[[ DATA EXTRACTS, beginning ]]

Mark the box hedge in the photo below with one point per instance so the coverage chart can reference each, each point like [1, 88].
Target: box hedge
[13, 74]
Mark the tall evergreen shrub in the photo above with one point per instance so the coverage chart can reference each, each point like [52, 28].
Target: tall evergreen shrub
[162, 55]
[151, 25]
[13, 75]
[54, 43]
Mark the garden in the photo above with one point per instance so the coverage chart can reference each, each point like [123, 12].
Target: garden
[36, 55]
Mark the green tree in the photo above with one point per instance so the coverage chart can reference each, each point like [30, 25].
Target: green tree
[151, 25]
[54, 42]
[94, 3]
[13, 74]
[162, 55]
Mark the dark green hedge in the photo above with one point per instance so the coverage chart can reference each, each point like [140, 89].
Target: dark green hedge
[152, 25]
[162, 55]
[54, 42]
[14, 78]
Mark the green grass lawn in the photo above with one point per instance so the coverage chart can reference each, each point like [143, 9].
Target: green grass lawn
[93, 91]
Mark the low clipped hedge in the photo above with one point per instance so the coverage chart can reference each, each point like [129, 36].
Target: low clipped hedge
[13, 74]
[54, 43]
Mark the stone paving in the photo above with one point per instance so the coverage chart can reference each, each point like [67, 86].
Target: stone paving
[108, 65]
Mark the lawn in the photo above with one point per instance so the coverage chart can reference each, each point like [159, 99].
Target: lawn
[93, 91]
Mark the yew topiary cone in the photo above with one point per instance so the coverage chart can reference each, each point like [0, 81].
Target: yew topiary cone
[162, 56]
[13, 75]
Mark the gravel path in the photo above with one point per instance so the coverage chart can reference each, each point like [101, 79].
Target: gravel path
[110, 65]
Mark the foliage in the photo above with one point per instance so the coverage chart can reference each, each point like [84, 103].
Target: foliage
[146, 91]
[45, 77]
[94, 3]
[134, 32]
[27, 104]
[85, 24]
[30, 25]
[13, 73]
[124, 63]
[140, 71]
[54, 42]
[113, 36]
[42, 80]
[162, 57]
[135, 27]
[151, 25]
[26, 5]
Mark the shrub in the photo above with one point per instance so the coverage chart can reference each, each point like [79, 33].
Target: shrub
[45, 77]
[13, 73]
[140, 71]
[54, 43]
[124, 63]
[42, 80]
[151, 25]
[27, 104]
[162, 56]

[[ DATA EXTRACTS, end ]]
[[ DATA EXTRACTS, beginning ]]

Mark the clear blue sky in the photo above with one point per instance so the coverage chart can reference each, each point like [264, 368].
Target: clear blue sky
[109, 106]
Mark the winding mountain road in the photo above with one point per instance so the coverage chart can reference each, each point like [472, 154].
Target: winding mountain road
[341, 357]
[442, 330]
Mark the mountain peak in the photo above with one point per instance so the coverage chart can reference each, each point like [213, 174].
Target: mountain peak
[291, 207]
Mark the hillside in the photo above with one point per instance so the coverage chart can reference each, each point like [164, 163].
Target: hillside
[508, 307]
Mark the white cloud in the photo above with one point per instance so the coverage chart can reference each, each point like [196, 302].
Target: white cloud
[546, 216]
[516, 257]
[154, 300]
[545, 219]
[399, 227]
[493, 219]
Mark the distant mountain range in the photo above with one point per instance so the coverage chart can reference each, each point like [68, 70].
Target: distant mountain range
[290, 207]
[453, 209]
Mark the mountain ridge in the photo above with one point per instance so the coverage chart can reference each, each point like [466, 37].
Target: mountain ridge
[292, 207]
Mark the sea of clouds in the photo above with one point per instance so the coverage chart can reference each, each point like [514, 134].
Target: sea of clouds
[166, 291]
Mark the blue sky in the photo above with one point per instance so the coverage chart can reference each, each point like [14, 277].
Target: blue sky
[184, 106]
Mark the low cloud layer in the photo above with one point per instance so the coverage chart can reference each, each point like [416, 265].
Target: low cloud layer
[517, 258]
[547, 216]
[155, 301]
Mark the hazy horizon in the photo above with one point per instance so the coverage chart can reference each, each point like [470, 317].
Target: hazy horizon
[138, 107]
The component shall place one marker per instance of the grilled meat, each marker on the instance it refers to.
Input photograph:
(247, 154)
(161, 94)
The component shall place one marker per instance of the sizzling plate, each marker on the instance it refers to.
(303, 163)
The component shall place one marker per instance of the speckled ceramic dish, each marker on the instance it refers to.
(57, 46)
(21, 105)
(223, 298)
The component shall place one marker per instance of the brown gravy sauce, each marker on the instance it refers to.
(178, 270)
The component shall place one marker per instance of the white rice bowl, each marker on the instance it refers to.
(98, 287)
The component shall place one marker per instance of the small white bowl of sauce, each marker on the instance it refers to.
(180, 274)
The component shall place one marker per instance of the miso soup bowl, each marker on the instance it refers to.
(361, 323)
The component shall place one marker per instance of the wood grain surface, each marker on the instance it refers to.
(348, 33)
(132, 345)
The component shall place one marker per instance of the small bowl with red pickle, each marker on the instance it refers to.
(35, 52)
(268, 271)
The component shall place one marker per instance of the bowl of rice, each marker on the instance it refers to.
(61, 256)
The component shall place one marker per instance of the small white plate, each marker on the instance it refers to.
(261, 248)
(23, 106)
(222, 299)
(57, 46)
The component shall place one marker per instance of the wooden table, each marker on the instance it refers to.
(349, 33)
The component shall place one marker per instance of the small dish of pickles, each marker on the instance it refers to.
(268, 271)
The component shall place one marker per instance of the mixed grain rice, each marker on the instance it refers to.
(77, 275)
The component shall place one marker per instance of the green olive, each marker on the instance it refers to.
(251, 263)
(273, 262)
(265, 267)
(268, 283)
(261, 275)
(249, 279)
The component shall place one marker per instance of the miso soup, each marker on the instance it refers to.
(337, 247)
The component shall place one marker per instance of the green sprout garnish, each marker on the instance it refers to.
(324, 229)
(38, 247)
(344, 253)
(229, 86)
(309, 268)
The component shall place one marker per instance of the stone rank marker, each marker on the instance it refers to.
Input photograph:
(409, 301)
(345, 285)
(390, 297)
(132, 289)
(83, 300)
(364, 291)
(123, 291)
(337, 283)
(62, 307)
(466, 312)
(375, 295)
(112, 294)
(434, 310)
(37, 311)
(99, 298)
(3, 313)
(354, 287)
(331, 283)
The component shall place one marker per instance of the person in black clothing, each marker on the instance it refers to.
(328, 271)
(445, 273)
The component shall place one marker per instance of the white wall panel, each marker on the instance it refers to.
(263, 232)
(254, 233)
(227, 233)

[[ DATA EXTRACTS, end ]]

*ASSIGNMENT*
Reproduce the entries above exactly, but only the lines between the line holding "small white bowl" and the line holding "The component shall place one marker per instance of the stone", inclusive.

*PROBLEM SOLUTION*
The component shall place one marker per instance of the small white bowl of sauce, each marker on the instance it refers to.
(180, 274)
The component shall place one marker per instance of the miso soup bowl, each marker on the instance it refers to.
(361, 323)
The component shall place one marker per instance of the wood grain surface, each marker on the instance it refers to.
(348, 33)
(132, 345)
The component shall place one marker per instance of the small bowl with red pickle, each marker on the instance it refers to.
(35, 52)
(268, 271)
The component shall place one marker per instance of the bowl of rice, each marker on the instance it refers to.
(61, 256)
The component shall place one marker per instance of the small white plate, each marker on the instance it refers to.
(261, 248)
(23, 106)
(222, 299)
(57, 46)
The component shall place one marker per instance of the wooden table, each marker on the instance it refers to.
(349, 33)
The component shall place one marker per instance of the small dish of pickles, each marker on the instance it refers to.
(268, 271)
The component shall place one marker per instance of the mixed grain rice, each marker on the instance it refers to.
(77, 275)
The component shall place one marker per instance of the green olive, each marker on the instance it refers to.
(251, 263)
(273, 262)
(265, 267)
(268, 283)
(261, 275)
(249, 279)
The component shall place one marker per instance of the miso soup, each marker on the instance it refers to.
(337, 247)
The component shall place one marker per instance of the green sprout garnish, each marker on the instance it refers to.
(324, 229)
(38, 247)
(344, 253)
(229, 86)
(309, 268)
The component shall place one marker per instance of the stone rank marker, each marker on the instance it refers to.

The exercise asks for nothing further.